─── Extracted information
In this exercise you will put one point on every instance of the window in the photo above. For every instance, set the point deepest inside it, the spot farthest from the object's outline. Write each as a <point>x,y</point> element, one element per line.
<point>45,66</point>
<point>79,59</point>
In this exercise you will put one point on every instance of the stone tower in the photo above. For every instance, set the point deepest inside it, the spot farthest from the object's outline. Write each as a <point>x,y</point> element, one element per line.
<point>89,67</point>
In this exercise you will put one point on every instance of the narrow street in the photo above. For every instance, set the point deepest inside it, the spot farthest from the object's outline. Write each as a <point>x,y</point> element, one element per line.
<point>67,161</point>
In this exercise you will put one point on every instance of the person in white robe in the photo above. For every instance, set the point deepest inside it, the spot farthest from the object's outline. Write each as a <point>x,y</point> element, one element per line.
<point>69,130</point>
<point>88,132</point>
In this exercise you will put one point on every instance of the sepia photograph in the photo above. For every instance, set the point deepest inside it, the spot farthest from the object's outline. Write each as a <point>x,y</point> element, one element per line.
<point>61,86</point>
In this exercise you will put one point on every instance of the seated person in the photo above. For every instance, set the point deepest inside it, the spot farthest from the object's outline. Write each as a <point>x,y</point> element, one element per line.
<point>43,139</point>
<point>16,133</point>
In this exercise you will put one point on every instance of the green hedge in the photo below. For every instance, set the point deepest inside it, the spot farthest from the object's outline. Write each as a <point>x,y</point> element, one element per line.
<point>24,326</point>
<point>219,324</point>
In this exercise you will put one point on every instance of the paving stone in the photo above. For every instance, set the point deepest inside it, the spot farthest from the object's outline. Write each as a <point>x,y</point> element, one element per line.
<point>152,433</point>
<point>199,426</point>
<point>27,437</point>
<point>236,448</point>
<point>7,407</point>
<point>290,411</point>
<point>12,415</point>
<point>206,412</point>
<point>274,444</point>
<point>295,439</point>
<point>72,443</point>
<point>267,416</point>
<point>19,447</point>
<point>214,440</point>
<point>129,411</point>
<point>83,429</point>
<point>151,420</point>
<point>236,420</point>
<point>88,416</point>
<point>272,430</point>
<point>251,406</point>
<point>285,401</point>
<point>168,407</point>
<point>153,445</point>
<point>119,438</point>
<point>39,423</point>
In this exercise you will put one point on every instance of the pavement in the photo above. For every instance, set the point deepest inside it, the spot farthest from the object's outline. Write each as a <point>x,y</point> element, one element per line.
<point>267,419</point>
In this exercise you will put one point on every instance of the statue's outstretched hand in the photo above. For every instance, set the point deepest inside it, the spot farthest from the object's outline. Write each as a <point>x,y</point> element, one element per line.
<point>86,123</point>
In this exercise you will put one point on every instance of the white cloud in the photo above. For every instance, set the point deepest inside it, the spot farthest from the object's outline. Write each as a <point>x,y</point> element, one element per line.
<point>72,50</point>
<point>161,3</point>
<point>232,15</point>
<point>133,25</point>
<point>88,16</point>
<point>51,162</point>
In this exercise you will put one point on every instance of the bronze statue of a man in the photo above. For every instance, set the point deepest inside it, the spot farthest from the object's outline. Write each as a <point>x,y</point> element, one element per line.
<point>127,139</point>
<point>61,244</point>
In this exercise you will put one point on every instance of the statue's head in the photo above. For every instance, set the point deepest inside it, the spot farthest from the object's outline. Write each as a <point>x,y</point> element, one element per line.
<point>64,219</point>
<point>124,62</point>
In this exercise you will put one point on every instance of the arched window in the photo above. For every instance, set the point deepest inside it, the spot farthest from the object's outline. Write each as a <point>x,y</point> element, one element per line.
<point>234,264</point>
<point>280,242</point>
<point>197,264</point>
──────
Description of the task
Arrange the stretch of material above, from the line containing "of the white" through the end, as a Markdown table with a column headed No. for the row number and a column headed Text for the line. Leave out blank lines.

The output
| No. | Text |
|---|---|
| 1 | In this exercise you will put one point on every instance of the white cloud in the photo above. For every instance, set the point deepest inside it, the spot farthest from the object's outline. Write each as a <point>x,y</point> element, one element per line. |
| 2 | <point>72,50</point> |
| 3 | <point>161,3</point> |
| 4 | <point>232,15</point> |
| 5 | <point>133,25</point> |
| 6 | <point>88,16</point> |
| 7 | <point>51,162</point> |
| 8 | In this exercise you will put one point on every instance of the bronze statue of a man in the photo above. For every instance, set the point deepest inside it, the spot farthest from the object's outline. Write each as a <point>x,y</point> element, one element per line. |
| 9 | <point>127,139</point> |
| 10 | <point>61,244</point> |
| 11 | In this exercise you will put one point on every instance of the statue's head in the photo above. For every instance, set the point deepest inside it, the spot farthest from the object's outline. Write each as a <point>x,y</point> element, one element per line. |
| 12 | <point>64,219</point> |
| 13 | <point>124,62</point> |
| 14 | In this exercise you will put one point on every instance of the arched window in the photo above. For every instance, set the point deepest inside it, the spot farthest from the object's outline. Write each as a <point>x,y</point> element, one element per line. |
| 15 | <point>234,264</point> |
| 16 | <point>280,242</point> |
| 17 | <point>197,264</point> |